Durante la pandemia y las medidas de aislamiento (las impuestas por las autoridades, pero también las propias) diferentes autores mostraron cómo el aislamiento físico y la imposibilidad de utilizar espacios públicos contribuyen directamente a aumentar la soledad percibida. Por ejemplo, en Reino Unido se constató cómo la imposibilidad de utilizar los espacios públicos y la reducción de las interacciones sociales aumentaron significativamente el sentimiento de soledad; en general, las personas físicamente aisladas e incapaces de participar en la vida pública presentan mayores niveles de soledad. Otros estudios señalaron cómo la imposibilidad de acceder a espacios públicos como parques, centros comunitarios y cafeterías se relacionó con una mayor soledad, sobre todo entre las personas mayores y las personas que viven solas. En general, diferentes estudios destacaron el papel de los espacios públicos para facilitar la interacción social y cómo no poder acceder a ellos durante los cierres exacerbaba la sensación de aislamiento. El Informe sobre la felicidad en el mundo de 2021, en el capítulo redactado por Okabe-Miyamoto y Lyubomirsky, incluyó una reflexión sobre cómo durante las restricciones a la movilidad, la reducción en el uso del espacio público, el aislamiento físico y la incapacidad de participar en prácticas sociales regulares fueron predictores significativos de la soledad y produjeron una clara disminución del bienestar de las personas. No se trata, por lo tanto, solo de amistades profundas, aspectos personales o cuestiones muy íntimas. No poder acceder a los espacios públicos y a aquellos lugares donde “ver gente” hace que nos sintamos peor, que nos sintamos más solos, más solas.

══════════════════════════════

**La tarea**
Retoma el texto sobre la soledad y los espacios públicos durante la pandemia y continúalo a partir de su última oración.

Datos extraídos de una colección
══════════════════════════════

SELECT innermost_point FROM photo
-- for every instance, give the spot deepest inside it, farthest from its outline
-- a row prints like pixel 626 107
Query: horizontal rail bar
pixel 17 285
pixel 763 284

══════════════════════════════

**Problema resuelto**
La cuestión que me preocupa, planteado todo este antecedente teórico, es cómo el diseño espacial que excluye, que nos echa o que no nos acoge, provoca en nosotros estos sentimientos tan desagradables y con efectos tan negativos sobre nuestra salud y sobre el bienestar social. ¿Qué sucede entonces con quienes tienen problemas de movilidad y no encuentran accesibilidad en los espacios públicos? Tendemos a culpabilizar a quienes se sienten solos (“es que tienes que cuidar más a las amistades” “tienes que relacionarte más”) pero ¿permitimos que se desarrollen relaciones sociales espontáneas en nuestros entornos?
Distintos estudios subrayan el papel fundamental que desempeñan los espacios públicos y las interacciones sociales en la mitigación de la soledad. Pero ¿nuestros barrios, nuestras ciudades, permiten el acceso a estos espacios públicos? De no ser así, ¿vivimos en ciudades que fomentan la soledad?